TRAVAIL DEMANDÉ:
1. Résumez en deux phrases l'extrait sur André Breton.
2. Reformulez sous forme de liste numérotée les enregistrements situés entre la ligne contenant « seat with a point. » et celle contenant « (1092, 228) », ces deux lignes incluses, sans reprendre les lignes vides.

PASSAGE CITÉ:
——
Henri Béhar : Non, pas dans l’immédiat, pour l’excellente raison que, si Breton avait, par testament, imposé un délai de cinquante ans pour la publication de sa correspondance, il n’en avait pas refusé la lecture. De telle sorte que, pour ma part, je n’en attends pas de révélation bouleversante. Je m’en explique ci-après.

 

Toujours indésirable, André Breton

Parce que vous estimez que le surréalisme est, de loin, le mouvement littéraire, artistique et bien davantage qui marquera l’histoire intellectuelle du XXe siècle en Europe.

Parce que vous admirez la personnalité d’André Breton, son meneur au pouvoir charismatique incontesté.

Parce que vous ne rejetez pas pour autant ceux qui se sont séparés de lui pour des motifs divers, voire opposés, tels Aragon, Char, Éluard, Tzara ou Vitrac.

Parce que vous n’êtes pas satisfait des formules convenues à son sujet, telles que « pape du surréalisme », « tyran sectaire », « dictateur intolérant », « faux révolutionnaire », etc.
——
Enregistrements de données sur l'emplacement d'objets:
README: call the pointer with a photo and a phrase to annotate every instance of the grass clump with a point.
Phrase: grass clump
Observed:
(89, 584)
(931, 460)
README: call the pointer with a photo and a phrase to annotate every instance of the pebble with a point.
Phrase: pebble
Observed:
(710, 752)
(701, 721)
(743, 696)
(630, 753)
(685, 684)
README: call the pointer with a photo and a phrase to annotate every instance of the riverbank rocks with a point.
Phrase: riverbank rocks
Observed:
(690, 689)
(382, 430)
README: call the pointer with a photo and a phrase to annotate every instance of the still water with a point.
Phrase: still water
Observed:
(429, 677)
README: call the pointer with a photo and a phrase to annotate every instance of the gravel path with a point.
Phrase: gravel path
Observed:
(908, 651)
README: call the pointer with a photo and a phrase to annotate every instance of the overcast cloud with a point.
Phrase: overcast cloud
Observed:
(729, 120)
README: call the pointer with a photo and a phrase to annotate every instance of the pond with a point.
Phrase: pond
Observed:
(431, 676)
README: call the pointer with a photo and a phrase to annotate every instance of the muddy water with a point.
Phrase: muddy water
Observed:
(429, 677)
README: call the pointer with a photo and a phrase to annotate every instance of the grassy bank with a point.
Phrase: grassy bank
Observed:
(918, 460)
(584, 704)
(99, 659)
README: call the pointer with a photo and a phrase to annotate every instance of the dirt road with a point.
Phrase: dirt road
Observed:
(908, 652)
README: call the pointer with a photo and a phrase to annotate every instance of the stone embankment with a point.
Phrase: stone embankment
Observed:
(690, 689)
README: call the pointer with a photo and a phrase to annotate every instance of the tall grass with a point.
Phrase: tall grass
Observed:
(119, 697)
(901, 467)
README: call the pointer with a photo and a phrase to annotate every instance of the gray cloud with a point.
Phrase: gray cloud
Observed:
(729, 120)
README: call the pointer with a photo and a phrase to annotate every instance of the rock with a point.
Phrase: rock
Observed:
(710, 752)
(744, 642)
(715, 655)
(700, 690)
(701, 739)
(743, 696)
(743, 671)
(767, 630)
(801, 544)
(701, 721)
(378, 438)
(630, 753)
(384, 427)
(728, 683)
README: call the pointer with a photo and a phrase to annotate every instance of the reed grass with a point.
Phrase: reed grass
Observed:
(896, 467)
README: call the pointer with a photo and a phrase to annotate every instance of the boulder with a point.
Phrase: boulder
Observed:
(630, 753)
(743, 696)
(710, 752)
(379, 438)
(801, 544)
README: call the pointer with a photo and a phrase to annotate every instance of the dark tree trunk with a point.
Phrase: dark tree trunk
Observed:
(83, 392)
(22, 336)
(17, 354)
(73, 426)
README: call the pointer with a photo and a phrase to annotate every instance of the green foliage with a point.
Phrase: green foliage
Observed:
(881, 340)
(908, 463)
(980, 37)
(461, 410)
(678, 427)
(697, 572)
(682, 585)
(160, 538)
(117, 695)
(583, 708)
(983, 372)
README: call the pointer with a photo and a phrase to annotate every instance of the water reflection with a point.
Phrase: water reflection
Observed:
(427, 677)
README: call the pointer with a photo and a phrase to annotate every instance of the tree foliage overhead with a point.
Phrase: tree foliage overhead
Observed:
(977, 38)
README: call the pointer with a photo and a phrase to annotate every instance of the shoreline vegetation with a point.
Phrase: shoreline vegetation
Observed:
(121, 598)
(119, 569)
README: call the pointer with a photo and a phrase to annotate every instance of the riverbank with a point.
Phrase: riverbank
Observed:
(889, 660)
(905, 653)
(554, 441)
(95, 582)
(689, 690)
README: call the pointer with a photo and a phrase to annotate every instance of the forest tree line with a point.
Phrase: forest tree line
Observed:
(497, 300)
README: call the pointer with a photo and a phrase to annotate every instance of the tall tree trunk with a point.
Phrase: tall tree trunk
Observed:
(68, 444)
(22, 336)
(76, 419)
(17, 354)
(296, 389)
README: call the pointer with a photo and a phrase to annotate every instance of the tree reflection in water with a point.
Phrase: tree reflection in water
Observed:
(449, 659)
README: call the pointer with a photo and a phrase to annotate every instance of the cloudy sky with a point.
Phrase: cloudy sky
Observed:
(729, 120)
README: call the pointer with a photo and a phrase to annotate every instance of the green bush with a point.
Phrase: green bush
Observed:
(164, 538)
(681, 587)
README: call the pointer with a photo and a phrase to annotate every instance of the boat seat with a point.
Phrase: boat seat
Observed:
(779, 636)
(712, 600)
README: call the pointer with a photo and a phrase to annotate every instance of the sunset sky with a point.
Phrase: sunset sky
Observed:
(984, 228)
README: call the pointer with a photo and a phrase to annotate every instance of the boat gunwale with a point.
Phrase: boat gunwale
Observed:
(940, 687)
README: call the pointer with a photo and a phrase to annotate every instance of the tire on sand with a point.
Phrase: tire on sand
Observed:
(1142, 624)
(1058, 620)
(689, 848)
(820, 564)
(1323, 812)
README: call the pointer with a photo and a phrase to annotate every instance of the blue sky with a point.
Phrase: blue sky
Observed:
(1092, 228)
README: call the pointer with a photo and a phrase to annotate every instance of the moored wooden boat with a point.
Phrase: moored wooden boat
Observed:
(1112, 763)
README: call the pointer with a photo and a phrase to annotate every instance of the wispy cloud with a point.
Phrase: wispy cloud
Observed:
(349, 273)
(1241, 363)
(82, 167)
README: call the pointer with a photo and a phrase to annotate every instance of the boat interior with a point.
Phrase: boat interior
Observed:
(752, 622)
——
RÉPONSES ATTENDUES:
1. Henri Béhar n'attend pas de révélation bouleversante de la correspondance d'André Breton : si Breton avait imposé par testament un délai de cinquante ans pour sa publication, il n'en avait pas refusé la lecture. La section « Toujours indésirable, André Breton » s'adresse ensuite à qui tient le surréalisme pour le mouvement qui marquera l'histoire intellectuelle du XXe siècle en Europe, admire Breton sans rejeter ceux qui se sont séparés de lui, et n'est pas satisfait des formules convenues à son sujet.

2.
1. README: call the pointer with a photo and a phrase to annotate every instance of the boat seat with a point.
2. Phrase: boat seat
3. Observed:
4. (779, 636)
5. (712, 600)
6. README: call the pointer with a photo and a phrase to annotate every instance of the sunset sky with a point.
7. Phrase: sunset sky
8. Observed:
9. (984, 228)
10. README: call the pointer with a photo and a phrase to annotate every instance of the boat gunwale with a point.
11. Phrase: boat gunwale
12. Observed:
13. (940, 687)
14. README: call the pointer with a photo and a phrase to annotate every instance of the tire on sand with a point.
15. Phrase: tire on sand
16. Observed:
17. (1142, 624)
18. (1058, 620)
19. (689, 848)
20. (820, 564)
21. (1323, 812)
22. README: call the pointer with a photo and a phrase to annotate every instance of the blue sky with a point.
23. Phrase: blue sky
24. Observed:
25. (1092, 228)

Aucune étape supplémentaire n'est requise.